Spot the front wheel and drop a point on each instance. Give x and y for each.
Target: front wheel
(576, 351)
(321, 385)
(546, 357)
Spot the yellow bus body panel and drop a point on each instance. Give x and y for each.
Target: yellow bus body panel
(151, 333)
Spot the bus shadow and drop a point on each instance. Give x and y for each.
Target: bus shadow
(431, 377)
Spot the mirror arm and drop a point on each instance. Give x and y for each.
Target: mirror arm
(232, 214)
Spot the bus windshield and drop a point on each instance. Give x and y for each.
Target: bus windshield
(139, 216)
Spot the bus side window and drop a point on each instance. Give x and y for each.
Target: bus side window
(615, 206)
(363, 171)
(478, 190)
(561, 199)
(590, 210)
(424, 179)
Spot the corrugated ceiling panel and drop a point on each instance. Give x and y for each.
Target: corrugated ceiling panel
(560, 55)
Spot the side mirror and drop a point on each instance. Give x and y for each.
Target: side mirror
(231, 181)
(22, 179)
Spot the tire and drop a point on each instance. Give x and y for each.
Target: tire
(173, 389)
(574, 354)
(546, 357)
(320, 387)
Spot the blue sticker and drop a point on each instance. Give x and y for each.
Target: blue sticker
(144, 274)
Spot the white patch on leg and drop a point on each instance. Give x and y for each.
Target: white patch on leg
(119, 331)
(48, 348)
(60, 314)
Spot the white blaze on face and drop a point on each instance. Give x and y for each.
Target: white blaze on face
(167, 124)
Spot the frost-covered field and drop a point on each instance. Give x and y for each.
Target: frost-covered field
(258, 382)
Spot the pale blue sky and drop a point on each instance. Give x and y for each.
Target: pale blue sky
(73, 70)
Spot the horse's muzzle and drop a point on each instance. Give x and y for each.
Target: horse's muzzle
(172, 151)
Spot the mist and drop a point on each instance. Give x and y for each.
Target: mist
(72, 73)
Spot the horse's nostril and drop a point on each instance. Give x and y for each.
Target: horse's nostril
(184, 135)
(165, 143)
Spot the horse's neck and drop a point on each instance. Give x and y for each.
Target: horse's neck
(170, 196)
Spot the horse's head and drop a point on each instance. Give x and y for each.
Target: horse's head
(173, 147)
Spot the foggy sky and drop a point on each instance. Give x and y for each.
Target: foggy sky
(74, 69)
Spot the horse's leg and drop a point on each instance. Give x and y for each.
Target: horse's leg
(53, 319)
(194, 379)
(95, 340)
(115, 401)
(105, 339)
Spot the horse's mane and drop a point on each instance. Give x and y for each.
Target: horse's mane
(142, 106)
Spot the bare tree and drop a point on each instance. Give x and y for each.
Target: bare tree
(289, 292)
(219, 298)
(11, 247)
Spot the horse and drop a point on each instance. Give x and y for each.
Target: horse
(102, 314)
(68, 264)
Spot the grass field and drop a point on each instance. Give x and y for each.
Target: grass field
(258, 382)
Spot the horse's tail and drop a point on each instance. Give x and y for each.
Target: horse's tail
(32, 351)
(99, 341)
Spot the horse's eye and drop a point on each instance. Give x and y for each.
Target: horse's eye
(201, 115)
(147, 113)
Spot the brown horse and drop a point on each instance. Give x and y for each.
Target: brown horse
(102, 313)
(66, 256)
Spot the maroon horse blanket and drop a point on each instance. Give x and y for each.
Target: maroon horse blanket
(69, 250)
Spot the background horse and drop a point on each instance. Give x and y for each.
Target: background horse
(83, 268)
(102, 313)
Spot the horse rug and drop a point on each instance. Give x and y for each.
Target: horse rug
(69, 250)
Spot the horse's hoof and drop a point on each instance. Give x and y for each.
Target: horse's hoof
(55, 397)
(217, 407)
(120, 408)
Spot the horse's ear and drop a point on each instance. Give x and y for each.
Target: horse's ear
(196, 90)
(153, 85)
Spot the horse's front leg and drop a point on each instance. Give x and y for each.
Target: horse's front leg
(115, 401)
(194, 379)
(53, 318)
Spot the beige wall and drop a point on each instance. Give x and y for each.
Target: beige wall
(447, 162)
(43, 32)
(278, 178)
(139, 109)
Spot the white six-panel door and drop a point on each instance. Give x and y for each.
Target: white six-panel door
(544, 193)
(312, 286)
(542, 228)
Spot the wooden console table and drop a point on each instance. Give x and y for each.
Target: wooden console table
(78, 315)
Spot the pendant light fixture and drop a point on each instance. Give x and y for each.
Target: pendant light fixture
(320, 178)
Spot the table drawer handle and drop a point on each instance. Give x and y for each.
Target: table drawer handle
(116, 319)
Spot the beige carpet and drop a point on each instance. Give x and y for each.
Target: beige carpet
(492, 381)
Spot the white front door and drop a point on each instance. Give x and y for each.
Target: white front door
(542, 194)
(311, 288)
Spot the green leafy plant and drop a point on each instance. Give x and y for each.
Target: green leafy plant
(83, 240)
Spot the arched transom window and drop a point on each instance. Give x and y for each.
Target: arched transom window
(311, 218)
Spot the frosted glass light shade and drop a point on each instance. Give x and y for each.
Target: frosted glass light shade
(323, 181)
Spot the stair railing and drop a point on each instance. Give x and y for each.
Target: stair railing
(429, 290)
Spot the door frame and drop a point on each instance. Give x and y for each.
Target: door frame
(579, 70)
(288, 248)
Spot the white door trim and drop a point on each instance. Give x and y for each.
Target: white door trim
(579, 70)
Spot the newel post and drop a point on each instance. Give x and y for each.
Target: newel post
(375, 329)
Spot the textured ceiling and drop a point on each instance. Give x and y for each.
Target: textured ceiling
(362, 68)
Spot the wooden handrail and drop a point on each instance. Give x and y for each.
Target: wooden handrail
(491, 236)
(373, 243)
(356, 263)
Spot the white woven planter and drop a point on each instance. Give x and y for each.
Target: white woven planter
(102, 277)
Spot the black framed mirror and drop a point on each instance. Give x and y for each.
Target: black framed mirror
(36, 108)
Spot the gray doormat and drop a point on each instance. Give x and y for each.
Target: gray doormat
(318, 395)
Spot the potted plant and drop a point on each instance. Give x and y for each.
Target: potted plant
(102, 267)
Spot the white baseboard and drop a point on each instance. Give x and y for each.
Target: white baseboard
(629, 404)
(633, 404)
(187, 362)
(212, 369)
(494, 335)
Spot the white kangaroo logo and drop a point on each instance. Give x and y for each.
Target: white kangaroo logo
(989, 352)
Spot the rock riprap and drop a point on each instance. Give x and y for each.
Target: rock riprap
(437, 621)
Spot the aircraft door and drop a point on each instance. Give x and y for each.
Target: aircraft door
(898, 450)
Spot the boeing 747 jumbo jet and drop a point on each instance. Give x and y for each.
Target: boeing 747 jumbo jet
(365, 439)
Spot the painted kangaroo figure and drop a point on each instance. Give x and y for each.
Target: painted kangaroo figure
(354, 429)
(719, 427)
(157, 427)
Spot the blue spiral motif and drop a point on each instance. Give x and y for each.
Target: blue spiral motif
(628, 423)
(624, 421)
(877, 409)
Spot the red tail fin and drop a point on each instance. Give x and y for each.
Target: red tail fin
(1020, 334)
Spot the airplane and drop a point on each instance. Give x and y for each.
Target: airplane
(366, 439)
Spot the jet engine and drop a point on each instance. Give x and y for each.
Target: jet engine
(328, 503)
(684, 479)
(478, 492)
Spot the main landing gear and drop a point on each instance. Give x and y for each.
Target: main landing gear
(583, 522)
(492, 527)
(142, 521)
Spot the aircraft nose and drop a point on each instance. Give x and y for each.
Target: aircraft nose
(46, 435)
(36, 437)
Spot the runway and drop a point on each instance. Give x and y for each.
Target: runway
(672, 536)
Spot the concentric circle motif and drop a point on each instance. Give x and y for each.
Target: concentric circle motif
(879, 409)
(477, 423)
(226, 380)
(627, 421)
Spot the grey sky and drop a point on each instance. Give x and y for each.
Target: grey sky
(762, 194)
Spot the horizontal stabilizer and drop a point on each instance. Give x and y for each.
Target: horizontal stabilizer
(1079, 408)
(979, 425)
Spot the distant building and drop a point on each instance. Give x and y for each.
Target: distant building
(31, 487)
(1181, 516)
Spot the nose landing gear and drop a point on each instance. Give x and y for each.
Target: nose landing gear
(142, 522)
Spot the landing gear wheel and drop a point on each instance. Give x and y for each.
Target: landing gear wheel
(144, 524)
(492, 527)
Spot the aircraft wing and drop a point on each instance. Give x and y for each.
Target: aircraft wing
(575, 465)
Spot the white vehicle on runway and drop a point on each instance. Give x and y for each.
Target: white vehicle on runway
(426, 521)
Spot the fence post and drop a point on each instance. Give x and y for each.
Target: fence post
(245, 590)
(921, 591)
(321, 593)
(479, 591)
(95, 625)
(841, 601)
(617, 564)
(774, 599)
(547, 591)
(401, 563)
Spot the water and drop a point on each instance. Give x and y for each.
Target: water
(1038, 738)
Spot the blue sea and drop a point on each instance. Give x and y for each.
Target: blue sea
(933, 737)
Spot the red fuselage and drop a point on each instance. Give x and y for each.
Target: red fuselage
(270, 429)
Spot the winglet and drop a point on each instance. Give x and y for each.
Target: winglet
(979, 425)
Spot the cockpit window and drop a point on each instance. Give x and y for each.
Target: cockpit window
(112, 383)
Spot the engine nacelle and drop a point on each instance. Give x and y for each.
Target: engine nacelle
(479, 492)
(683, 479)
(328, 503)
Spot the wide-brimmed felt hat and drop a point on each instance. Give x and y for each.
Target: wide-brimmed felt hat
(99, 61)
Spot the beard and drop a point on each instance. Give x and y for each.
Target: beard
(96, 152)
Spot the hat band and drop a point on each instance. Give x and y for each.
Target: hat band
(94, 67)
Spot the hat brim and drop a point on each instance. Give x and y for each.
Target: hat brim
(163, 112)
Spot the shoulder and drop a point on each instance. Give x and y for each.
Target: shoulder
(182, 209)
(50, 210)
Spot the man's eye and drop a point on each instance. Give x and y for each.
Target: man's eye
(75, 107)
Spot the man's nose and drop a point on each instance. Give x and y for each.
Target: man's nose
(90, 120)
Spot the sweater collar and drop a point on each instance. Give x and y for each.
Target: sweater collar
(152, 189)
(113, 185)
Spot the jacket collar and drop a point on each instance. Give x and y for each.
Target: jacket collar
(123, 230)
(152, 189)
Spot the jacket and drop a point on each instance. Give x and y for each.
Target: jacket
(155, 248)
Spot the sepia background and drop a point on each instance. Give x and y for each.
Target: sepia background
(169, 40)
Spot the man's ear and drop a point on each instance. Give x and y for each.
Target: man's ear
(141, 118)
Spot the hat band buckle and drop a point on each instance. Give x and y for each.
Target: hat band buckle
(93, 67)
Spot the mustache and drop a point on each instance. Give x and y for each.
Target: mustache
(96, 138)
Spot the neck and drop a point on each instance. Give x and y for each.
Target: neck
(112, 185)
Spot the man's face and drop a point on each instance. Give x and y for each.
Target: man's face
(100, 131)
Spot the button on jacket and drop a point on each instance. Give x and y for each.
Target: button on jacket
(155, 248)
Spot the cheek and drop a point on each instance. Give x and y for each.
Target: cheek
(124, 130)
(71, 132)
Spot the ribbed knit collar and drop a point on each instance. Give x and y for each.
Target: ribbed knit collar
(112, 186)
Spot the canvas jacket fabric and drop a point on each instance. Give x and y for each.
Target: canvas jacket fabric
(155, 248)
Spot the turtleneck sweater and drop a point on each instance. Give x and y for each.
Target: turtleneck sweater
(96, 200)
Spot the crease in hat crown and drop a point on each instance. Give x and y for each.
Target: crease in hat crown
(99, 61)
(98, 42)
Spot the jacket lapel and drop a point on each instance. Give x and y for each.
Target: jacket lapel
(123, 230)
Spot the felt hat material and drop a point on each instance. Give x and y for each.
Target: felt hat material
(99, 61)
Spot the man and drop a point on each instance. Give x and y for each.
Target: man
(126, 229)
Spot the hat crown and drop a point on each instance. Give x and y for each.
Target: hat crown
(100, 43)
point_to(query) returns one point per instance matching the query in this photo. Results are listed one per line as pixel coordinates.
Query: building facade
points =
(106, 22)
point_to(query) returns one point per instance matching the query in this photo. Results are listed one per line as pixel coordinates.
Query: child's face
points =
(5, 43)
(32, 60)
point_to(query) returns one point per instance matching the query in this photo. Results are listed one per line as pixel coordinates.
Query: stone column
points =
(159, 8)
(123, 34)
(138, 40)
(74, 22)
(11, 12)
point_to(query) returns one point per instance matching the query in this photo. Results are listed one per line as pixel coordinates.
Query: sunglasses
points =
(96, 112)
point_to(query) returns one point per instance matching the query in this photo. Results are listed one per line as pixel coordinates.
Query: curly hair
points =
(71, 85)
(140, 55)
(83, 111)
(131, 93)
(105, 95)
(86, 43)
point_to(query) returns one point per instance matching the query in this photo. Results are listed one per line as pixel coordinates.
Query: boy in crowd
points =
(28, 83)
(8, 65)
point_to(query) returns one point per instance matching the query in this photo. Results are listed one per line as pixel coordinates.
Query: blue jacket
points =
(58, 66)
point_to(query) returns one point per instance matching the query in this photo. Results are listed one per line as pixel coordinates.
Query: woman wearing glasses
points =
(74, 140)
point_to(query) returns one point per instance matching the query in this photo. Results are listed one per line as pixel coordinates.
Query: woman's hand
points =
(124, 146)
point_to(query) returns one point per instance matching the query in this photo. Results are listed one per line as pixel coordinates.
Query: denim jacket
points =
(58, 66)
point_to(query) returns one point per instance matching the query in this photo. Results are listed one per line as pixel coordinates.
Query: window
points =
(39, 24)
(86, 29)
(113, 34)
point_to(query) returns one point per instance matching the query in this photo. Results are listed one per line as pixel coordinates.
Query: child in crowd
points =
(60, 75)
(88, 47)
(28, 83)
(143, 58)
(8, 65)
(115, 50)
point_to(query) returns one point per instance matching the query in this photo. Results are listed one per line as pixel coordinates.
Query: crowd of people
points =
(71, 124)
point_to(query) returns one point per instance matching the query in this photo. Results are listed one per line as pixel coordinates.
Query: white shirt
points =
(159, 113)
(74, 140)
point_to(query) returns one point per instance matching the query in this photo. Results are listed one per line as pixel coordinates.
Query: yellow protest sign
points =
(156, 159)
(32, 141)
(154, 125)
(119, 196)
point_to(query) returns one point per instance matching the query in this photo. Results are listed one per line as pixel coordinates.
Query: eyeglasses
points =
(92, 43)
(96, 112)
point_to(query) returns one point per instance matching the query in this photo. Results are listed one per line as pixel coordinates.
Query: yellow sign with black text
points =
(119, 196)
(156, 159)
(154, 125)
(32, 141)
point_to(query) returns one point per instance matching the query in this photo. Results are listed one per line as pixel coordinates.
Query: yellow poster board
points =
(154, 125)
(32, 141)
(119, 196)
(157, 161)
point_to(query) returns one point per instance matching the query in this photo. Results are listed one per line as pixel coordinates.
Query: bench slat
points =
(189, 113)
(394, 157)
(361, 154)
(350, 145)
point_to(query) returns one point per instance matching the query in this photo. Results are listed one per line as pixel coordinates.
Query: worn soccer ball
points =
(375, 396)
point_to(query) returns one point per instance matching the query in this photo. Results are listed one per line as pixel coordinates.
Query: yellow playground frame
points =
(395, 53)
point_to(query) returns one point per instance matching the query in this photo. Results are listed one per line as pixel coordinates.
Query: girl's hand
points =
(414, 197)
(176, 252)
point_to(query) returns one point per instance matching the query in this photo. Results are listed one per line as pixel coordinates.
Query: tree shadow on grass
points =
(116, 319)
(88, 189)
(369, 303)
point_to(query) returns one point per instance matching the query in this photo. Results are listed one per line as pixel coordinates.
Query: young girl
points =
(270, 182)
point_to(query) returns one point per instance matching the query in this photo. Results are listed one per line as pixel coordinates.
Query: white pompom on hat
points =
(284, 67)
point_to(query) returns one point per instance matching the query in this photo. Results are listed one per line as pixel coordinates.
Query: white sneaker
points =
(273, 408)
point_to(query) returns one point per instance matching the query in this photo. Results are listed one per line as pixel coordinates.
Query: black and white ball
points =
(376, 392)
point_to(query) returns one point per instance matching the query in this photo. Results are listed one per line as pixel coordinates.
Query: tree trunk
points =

^^^^^^^^

Work task:
Where does the string "child" occur in the listing above? Return every line that contains it.

Exercise output:
Query: child's face
Query: child in crowd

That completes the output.